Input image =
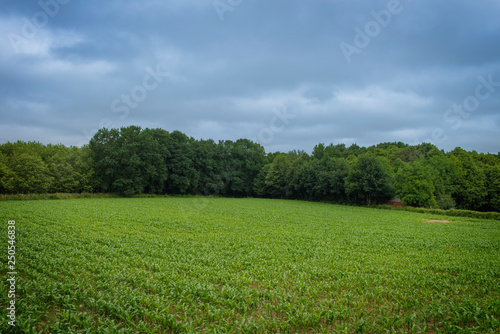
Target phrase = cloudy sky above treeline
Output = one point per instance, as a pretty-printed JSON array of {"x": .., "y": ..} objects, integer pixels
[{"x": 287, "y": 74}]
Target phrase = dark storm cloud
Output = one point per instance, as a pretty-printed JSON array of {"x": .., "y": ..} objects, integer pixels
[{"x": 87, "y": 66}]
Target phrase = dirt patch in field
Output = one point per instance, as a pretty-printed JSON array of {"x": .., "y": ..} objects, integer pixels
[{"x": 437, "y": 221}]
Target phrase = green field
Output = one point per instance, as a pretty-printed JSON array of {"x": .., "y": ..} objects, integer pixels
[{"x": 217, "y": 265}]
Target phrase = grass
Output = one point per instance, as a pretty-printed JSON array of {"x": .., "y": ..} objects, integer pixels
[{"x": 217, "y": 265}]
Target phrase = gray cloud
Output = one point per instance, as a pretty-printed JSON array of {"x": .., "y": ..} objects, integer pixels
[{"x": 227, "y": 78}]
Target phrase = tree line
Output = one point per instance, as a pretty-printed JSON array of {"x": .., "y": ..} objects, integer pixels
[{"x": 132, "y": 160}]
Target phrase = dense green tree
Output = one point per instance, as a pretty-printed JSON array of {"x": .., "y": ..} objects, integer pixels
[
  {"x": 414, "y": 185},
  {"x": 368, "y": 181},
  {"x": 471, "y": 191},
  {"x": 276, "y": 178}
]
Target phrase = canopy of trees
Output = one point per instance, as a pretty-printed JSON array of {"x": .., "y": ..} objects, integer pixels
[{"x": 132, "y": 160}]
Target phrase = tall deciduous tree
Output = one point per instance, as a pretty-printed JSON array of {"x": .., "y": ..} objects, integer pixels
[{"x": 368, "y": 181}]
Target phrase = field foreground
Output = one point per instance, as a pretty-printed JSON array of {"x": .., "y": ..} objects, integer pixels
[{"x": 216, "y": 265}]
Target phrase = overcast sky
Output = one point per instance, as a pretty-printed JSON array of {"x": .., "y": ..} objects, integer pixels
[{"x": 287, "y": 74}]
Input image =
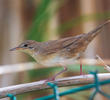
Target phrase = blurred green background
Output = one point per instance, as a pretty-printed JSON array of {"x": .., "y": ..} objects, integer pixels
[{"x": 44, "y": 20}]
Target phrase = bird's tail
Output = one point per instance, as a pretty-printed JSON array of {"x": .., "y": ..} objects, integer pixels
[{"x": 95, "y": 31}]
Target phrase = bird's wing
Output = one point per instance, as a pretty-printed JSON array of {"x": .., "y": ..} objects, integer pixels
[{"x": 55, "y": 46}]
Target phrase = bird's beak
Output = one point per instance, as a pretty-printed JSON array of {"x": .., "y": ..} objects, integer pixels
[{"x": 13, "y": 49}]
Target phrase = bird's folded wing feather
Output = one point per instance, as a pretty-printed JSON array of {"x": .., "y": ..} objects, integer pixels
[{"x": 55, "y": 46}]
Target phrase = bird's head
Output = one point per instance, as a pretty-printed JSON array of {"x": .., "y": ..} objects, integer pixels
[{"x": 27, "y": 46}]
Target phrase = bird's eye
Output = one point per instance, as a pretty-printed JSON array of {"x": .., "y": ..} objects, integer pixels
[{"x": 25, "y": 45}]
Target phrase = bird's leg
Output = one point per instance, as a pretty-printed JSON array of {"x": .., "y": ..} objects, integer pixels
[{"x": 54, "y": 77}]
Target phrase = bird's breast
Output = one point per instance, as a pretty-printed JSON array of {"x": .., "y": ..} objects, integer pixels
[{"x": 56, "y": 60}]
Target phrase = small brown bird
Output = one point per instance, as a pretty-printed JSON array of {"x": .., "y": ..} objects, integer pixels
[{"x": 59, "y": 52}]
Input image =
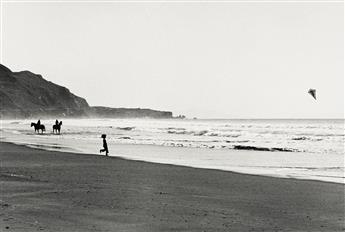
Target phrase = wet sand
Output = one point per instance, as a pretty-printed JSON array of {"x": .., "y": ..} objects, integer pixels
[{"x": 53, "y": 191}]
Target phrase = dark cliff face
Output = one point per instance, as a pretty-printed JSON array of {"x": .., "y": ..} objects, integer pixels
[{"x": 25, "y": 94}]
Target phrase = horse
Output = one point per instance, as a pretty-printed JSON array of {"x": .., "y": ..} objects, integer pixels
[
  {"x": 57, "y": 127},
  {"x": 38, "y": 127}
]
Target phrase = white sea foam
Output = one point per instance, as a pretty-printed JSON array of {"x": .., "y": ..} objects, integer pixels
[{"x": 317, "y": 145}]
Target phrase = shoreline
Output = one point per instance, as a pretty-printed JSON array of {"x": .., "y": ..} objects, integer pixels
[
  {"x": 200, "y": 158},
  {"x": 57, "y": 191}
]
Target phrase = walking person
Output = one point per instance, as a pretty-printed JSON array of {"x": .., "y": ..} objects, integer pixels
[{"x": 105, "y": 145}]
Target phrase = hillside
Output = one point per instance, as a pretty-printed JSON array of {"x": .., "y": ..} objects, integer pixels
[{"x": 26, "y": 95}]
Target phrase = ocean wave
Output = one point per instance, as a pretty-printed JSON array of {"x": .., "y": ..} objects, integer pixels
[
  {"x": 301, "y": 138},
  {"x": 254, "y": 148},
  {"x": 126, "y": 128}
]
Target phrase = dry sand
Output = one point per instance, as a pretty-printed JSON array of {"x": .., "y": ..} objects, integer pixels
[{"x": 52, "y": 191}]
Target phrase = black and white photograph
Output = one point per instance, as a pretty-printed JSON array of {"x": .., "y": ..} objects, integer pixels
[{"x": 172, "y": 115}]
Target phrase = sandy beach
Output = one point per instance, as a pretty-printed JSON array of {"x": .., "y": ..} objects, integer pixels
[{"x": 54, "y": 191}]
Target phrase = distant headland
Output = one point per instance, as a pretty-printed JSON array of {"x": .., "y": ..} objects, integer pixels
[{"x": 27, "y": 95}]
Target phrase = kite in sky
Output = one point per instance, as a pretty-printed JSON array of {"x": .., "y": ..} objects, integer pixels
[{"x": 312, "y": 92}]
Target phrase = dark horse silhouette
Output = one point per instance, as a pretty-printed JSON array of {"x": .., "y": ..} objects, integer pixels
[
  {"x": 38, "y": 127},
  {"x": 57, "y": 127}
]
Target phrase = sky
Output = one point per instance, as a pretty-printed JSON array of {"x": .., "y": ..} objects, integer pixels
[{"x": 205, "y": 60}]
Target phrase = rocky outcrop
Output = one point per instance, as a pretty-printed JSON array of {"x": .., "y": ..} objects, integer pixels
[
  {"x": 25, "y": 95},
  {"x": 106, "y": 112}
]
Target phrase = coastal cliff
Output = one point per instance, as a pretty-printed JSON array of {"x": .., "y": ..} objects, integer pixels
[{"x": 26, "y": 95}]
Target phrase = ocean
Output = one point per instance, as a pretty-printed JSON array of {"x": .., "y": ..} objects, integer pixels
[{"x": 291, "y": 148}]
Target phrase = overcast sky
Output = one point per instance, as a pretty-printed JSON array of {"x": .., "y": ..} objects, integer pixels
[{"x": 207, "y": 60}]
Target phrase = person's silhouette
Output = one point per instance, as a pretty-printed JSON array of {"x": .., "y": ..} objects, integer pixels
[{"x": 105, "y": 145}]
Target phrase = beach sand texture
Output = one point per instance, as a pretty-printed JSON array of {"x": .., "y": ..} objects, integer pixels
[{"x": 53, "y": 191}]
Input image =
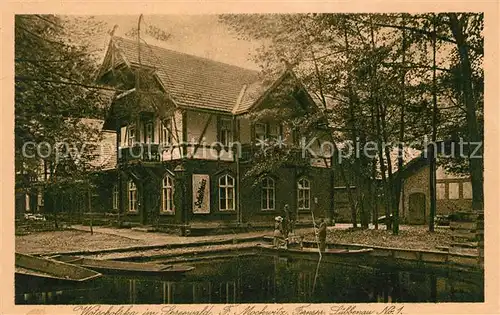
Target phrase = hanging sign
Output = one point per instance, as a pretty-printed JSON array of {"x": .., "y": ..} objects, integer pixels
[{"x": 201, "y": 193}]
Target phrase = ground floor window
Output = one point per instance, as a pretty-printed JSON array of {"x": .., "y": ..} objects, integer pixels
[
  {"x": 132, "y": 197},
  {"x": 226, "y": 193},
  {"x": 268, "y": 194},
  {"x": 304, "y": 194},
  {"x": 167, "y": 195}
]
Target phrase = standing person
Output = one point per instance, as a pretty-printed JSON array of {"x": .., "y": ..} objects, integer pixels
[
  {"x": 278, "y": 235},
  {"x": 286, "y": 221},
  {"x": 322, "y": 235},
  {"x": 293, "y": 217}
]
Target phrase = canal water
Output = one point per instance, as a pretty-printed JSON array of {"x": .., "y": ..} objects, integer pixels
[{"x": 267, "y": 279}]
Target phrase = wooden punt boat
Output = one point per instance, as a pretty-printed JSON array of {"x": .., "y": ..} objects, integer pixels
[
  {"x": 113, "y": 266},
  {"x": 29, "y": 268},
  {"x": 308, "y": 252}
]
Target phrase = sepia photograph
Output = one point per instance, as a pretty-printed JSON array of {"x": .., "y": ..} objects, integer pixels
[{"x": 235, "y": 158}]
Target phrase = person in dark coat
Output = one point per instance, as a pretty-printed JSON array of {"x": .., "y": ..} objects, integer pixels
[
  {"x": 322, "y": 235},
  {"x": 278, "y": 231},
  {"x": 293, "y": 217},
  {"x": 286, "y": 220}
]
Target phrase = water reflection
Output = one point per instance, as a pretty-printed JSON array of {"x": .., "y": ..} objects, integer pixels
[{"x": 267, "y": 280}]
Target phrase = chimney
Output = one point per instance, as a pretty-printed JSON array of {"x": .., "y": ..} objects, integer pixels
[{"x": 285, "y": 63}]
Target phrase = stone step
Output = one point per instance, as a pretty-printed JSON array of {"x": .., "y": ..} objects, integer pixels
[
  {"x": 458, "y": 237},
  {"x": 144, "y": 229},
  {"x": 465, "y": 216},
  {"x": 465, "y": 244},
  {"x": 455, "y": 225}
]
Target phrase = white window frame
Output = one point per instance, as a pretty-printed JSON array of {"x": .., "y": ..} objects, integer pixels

☆ ☆ ☆ ☆

- TASK DETAILS -
In the material above, locate the line containing "Target phrase = dark storm cloud" and the line containing "Target phrase = dense green tree". Transcribe exactly those two lines and every line between them, and nothing more.

- RESPONSE TO THE TASK -
Target phrase = dark storm cloud
Output = one point per instance, as a pretty-printed JSON array of {"x": .., "y": ..} objects, integer pixels
[{"x": 87, "y": 66}]
Target phrase = dirt patch in field
Output = one point per instance, as a pretty-printed JSON array of {"x": .., "y": ..} objects, integer pixels
[{"x": 437, "y": 221}]
Target phrase = green field
Output = one point per instance, as a pretty-printed JSON array of {"x": .., "y": ..} objects, integer pixels
[{"x": 217, "y": 265}]
Target phrase = grass
Output = one point per instance, as a pretty-printed JSON array of {"x": .., "y": ..} objects, integer pixels
[{"x": 217, "y": 265}]
Target phrase = gray cloud
Output = one point per instance, as a pretty-printed JSON array of {"x": .., "y": ..} objects, integer pixels
[{"x": 227, "y": 78}]
Target phrase = tree line
Output = one point per instance, as a pretty-printed JSON array of {"x": .., "y": ..} objects, integer pixels
[{"x": 132, "y": 160}]
Target phrase = dense green tree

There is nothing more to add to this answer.